### WHAT THE EXERCISE ASKS
Count the lines in the rows below that contain the string "black", matching case exactly. Give only the number.

Dataset excerpts on object pointing
------------------------------------------------------------

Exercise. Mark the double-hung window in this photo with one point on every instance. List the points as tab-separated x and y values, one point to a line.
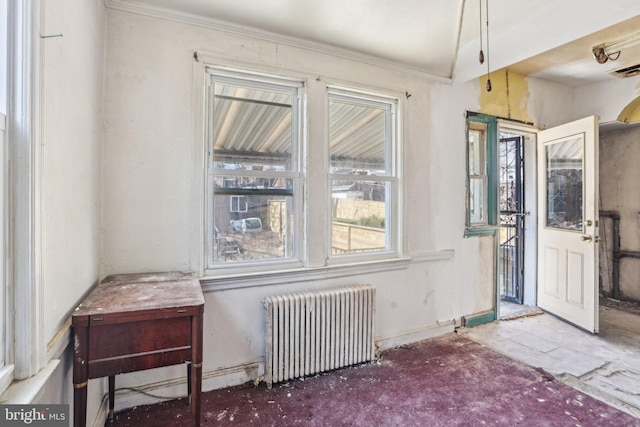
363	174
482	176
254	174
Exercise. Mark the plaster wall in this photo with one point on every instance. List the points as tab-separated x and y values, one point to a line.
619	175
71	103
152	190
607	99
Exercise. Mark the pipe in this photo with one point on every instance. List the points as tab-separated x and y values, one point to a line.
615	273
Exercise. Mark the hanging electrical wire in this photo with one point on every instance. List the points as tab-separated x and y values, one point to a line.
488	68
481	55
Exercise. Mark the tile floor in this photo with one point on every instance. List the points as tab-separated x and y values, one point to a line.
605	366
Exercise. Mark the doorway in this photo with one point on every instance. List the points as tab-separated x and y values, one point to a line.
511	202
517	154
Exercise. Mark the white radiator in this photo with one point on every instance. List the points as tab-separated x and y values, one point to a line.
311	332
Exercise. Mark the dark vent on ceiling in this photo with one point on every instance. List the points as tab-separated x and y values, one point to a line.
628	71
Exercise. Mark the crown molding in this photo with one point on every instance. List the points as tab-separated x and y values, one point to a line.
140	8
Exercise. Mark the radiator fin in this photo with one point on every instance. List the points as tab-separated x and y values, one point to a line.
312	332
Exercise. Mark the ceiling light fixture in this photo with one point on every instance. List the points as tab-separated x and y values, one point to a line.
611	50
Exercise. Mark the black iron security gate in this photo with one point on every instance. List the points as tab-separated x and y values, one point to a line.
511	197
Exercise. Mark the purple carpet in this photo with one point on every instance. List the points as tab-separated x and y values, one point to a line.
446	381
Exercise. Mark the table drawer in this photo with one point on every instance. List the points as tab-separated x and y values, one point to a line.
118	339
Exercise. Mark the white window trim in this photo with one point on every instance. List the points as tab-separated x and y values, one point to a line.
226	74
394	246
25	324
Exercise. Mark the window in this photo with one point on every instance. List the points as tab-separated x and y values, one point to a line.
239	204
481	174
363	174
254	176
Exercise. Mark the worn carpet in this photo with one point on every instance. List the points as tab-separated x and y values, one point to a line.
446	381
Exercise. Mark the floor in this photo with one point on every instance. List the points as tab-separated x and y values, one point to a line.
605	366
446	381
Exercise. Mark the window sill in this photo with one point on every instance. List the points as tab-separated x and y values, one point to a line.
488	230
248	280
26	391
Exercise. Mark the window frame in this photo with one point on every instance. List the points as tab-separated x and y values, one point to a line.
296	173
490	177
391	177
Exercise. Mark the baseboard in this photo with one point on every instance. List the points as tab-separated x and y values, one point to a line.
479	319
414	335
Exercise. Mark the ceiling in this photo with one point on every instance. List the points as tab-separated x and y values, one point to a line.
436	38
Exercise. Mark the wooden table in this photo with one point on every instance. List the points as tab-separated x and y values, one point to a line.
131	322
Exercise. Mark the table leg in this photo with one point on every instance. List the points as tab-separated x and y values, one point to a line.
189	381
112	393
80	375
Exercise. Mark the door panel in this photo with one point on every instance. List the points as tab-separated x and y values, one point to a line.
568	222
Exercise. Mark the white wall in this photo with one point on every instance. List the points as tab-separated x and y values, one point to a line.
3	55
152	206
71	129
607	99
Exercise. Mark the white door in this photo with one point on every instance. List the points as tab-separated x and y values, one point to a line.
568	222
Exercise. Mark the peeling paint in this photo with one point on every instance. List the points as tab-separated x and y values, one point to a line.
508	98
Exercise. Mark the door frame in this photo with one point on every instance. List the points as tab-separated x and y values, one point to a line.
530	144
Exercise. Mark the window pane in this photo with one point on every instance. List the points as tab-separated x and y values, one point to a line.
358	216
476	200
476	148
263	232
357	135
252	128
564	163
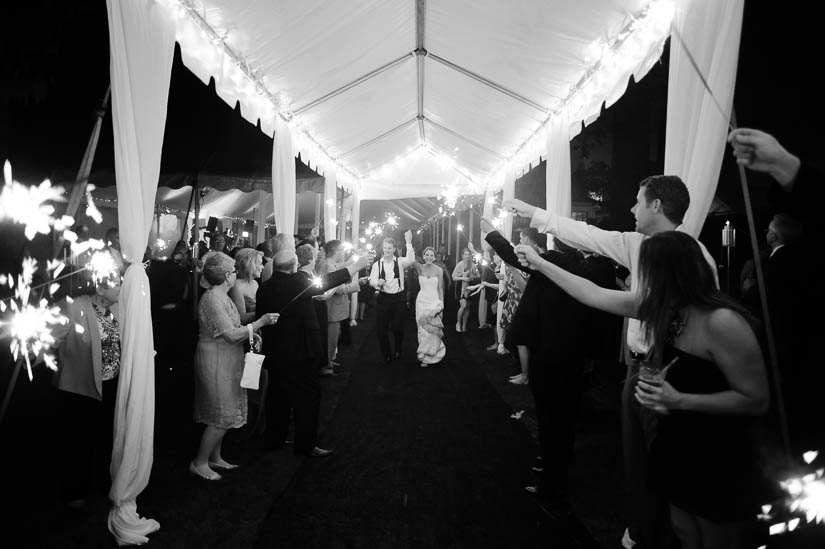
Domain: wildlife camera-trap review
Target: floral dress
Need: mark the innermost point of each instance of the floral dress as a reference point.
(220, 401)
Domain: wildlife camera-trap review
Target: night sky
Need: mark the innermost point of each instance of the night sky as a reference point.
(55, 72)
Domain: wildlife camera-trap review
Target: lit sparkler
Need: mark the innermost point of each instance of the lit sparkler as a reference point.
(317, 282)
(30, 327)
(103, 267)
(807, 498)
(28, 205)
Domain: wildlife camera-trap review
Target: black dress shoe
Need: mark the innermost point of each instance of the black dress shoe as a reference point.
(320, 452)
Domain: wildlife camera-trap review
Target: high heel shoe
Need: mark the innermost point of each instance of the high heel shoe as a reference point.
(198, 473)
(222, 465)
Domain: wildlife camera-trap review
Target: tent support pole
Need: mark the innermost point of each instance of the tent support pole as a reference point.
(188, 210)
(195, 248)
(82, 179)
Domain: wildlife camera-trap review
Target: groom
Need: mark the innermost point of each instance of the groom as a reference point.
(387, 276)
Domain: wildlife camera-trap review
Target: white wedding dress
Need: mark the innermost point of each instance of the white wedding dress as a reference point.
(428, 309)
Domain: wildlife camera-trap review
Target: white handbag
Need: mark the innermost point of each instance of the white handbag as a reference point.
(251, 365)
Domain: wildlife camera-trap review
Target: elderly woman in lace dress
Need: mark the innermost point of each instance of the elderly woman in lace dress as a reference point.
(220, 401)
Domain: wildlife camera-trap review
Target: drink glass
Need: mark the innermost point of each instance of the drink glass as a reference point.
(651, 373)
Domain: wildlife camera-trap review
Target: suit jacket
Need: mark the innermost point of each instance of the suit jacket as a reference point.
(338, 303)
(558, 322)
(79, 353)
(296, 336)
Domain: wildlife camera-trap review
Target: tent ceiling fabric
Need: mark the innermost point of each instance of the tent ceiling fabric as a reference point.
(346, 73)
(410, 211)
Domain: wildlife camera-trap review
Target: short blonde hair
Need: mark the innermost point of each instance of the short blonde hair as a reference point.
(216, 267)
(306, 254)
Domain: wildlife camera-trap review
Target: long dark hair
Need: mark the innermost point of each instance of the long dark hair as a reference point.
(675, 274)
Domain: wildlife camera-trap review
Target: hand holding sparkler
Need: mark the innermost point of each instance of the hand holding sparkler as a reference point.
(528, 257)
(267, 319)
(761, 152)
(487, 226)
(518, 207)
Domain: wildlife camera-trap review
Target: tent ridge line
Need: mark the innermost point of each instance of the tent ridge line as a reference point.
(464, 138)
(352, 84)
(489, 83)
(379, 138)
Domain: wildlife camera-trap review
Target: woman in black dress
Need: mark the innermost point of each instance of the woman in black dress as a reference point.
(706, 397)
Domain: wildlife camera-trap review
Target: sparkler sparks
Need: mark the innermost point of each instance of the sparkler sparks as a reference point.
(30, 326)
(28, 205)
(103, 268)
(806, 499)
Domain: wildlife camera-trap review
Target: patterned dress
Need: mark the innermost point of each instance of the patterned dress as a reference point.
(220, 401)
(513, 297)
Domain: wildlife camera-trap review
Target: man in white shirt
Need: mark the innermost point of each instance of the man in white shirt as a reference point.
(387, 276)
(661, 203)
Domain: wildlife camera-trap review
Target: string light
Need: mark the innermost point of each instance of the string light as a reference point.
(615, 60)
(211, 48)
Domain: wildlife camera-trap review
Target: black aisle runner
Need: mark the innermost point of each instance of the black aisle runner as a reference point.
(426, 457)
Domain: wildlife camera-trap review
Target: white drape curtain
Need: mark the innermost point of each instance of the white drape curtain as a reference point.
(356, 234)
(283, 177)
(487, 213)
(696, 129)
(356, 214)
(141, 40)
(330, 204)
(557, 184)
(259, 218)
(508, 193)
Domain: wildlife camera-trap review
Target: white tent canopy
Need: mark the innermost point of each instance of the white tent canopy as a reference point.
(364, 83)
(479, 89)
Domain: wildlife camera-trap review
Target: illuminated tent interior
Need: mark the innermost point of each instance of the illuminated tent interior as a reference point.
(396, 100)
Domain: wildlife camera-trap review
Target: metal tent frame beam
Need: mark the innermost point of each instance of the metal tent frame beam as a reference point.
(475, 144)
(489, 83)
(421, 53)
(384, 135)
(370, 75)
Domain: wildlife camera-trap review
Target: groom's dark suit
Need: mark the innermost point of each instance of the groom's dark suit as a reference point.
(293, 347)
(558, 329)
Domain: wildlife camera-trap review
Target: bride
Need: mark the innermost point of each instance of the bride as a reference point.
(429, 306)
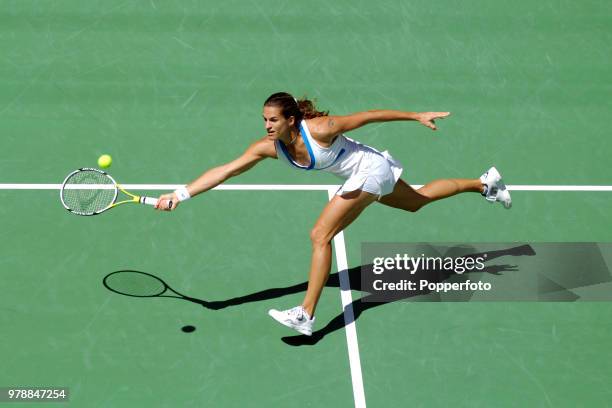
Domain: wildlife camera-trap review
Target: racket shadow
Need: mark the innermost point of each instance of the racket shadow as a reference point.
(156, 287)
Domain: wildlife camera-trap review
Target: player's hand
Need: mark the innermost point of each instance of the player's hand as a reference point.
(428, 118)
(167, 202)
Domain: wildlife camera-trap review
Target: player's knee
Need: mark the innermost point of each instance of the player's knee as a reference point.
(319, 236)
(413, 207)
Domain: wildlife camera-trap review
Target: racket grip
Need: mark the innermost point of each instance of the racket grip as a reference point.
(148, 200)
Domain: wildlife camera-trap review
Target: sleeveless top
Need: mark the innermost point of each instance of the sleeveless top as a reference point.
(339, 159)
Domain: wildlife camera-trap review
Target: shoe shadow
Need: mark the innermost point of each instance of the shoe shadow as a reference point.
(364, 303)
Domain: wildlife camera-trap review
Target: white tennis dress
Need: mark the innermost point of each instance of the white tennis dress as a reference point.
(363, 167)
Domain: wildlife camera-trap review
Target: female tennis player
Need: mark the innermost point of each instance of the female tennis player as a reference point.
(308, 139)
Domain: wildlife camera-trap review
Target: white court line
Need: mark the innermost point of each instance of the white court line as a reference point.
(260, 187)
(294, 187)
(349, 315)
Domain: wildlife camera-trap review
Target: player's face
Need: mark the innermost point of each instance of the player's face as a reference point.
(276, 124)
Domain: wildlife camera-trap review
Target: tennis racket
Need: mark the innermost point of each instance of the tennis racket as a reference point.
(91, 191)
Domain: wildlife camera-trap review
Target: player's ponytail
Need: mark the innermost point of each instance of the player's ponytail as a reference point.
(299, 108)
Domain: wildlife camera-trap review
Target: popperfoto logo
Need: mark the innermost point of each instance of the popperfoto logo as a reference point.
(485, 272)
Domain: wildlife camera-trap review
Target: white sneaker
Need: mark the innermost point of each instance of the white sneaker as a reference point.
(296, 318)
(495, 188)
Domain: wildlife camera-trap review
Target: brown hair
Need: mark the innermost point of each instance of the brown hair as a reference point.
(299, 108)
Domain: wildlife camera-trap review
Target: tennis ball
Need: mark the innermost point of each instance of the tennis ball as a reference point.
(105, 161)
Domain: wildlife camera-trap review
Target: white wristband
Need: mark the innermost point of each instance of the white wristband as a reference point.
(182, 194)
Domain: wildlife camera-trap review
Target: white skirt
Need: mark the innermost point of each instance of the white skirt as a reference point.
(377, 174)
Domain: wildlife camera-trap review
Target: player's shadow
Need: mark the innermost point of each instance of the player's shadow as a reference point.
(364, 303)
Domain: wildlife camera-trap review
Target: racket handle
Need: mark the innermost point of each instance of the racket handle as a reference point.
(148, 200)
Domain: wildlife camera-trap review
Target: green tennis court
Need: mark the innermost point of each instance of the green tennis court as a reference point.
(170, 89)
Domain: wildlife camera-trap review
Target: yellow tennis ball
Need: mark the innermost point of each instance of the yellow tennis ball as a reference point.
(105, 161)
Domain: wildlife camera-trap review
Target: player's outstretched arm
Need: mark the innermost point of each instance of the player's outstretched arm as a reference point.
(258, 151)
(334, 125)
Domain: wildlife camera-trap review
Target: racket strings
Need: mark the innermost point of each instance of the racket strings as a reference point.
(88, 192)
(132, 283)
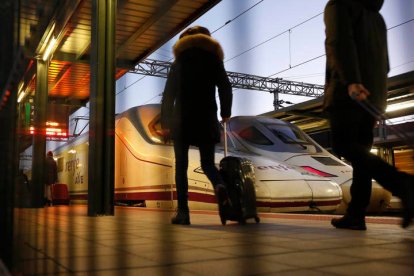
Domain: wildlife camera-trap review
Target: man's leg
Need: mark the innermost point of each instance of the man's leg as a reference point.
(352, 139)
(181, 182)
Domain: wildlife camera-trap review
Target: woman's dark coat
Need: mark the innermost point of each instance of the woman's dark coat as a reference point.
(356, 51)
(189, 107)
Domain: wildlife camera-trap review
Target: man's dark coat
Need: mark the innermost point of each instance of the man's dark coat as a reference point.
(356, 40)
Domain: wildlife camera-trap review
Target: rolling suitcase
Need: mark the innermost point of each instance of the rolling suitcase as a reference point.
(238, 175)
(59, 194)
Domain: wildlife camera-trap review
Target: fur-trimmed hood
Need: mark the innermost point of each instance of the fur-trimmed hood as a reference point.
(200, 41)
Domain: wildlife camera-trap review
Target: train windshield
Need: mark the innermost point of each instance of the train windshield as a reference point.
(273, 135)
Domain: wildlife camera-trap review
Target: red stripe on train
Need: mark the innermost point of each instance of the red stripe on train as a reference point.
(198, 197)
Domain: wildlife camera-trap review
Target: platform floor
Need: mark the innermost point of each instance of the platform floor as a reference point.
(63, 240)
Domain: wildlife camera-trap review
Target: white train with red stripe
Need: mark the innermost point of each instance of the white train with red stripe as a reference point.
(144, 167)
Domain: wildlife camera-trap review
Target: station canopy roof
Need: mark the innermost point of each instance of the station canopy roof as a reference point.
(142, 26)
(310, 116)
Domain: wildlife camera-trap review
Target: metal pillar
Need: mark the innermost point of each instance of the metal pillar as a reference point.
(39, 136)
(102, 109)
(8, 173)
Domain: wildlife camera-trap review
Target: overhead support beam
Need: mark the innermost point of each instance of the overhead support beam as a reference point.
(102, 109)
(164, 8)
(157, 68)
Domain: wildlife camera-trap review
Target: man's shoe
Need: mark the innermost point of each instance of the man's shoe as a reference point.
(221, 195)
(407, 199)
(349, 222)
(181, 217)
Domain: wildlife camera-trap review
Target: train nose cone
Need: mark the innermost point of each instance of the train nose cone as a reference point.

------------------------------------------------------------

### OUTPUT OF THE TASK
7